## PROVIDED PASSAGE
Abstract

Resistance to immune checkpoint blockade (ICB) remains a major obstacle in cancer immunotherapy. We rationally engineered a second-generation recombinant Modified Vaccinia virus Ankara (MQ833) by deleting viral immune-evasion genes (E3L, E5R, WR199) and incorporating Flt3L, OX40L, and matrix-anchored IL12. Intratumoral MQ833 elicited robust tumor regressions across multiple models, including ICB-resistant and MHC-I-deficient tumors. Single-cell RNA sequencing revealed extensive remodeling of the tumor microenvironment, characterized by neutrophil and monocyte recruitment and activation, M2 macrophage depletion, M1 polarization, and effector T-cell differentiation and proliferation. Conditional Ifnar1 knockout mice demonstrated that MQ833 efficacy requires type I interferon signaling in neutrophils, macrophages/monocytes, and T cells. Moreover, Nos2 deficiency impaired therapeutic efficacy, confirming iNOS-positive myeloid cells as key effectors. Together, these findings show that MQ833 activates innate and adaptive IFN cross-talk to reprogram myeloid and T cells, defining a rationally designed viral immunotherapy capable of overcoming ICB resistance.

## TASK INSTRUCTIONS
Copy out the entire abstract on the MQ833 vaccinia virus immunotherapy word for word.

## MATERIAL PROVIDED
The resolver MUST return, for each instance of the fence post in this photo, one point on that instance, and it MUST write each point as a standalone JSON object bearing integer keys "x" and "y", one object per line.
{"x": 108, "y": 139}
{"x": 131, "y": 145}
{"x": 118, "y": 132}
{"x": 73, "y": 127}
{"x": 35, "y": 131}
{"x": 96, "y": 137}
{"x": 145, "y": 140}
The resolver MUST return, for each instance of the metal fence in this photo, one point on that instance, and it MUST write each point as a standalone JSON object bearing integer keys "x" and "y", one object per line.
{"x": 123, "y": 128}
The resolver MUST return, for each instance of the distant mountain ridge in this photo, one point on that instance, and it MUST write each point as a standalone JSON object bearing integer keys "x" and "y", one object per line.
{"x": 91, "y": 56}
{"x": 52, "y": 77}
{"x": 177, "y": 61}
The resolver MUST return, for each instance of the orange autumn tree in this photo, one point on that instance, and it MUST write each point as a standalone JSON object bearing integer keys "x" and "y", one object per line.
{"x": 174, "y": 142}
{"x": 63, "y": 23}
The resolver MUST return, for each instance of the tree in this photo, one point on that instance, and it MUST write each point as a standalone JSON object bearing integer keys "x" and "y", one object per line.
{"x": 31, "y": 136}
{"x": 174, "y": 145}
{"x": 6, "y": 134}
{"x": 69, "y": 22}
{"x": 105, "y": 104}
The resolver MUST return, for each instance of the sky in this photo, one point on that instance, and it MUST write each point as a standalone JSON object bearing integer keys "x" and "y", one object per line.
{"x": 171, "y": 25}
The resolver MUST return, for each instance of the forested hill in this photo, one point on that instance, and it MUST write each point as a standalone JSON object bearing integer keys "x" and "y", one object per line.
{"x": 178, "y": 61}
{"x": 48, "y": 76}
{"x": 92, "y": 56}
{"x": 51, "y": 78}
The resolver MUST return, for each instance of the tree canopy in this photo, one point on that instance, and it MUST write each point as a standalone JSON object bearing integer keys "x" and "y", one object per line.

## ANSWER AREA
Abstract

Resistance to immune checkpoint blockade (ICB) remains a major obstacle in cancer immunotherapy. We rationally engineered a second-generation recombinant Modified Vaccinia virus Ankara (MQ833) by deleting viral immune-evasion genes (E3L, E5R, WR199) and incorporating Flt3L, OX40L, and matrix-anchored IL12. Intratumoral MQ833 elicited robust tumor regressions across multiple models, including ICB-resistant and MHC-I-deficient tumors. Single-cell RNA sequencing revealed extensive remodeling of the tumor microenvironment, characterized by neutrophil and monocyte recruitment and activation, M2 macrophage depletion, M1 polarization, and effector T-cell differentiation and proliferation. Conditional Ifnar1 knockout mice demonstrated that MQ833 efficacy requires type I interferon signaling in neutrophils, macrophages/monocytes, and T cells. Moreover, Nos2 deficiency impaired therapeutic efficacy, confirming iNOS-positive myeloid cells as key effectors. Together, these findings show that MQ833 activates innate and adaptive IFN cross-talk to reprogram myeloid and T cells, defining a rationally designed viral immunotherapy capable of overcoming ICB resistance.